Add -76 to each keypoint coordinate in the answers, then write out again the part of the listing that opens with the line containing "For each instance of the handbag, the" and runs through the end of the listing. Keep the requests in that part unchanged.

----- Working data -----

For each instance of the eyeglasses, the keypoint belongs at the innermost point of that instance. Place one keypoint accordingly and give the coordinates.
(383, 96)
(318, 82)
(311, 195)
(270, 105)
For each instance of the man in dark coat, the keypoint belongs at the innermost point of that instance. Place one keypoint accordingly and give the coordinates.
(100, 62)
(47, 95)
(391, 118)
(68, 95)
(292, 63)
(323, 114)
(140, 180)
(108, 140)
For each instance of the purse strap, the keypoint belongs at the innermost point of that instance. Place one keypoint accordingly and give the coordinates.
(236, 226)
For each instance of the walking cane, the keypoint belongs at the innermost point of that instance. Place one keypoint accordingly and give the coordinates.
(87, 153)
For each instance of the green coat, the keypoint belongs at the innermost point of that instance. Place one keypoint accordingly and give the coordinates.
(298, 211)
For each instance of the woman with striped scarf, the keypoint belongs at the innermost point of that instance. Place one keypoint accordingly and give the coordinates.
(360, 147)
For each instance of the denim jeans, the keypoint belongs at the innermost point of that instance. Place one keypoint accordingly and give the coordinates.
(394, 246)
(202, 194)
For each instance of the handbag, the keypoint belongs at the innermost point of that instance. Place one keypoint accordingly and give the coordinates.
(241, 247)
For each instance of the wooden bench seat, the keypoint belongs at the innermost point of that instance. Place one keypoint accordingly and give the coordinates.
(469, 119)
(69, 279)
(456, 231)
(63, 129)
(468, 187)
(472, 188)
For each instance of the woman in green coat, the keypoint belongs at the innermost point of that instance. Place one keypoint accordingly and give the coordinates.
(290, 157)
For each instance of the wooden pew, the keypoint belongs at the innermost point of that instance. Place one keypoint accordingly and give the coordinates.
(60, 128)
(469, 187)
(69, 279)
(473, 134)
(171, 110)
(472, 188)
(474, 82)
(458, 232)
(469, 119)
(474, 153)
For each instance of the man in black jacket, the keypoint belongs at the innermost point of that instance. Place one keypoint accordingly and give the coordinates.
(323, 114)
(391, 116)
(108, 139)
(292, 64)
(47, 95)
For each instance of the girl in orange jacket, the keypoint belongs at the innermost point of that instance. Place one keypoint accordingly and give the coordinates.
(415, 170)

-----

**Written answer:**
For each instance of the handbag, the keypoint belongs at the innermost point of that instance. Place one keypoint accordingly and give the coordinates.
(165, 171)
For each instance of the wooden bench seat, the keypoint belongs at the innermost point of that instance. Place one keypoint accordingly and give the coordinates.
(393, 43)
(-7, 203)
(380, 155)
(-13, 53)
(392, 111)
(396, 112)
For each instance of the woman in green coat, the keypoint belongs at the innermost point of that instance. Place one keypoint accordingly and give the coordinates.
(214, 81)
For each instance of the wooden pew, the keypoint belongs at the innermost point of that instance. Place one keypoint accordingly and give the coordinates.
(-16, 52)
(393, 111)
(-7, 203)
(397, 58)
(95, 34)
(396, 112)
(398, 6)
(382, 156)
(393, 43)
(398, 77)
For each instance of the man in black jacket, the keypoint belongs at the innermost point of that instance. Place one keypoint accordingly and give the coordinates.
(247, 38)
(315, 40)
(32, 63)
(216, -12)
(-29, 19)
For each instance of the girl in orange jacket, the keypoint belongs at the innermost point of that instance. Place one keypoint accordingly and give the coordinates.
(339, 94)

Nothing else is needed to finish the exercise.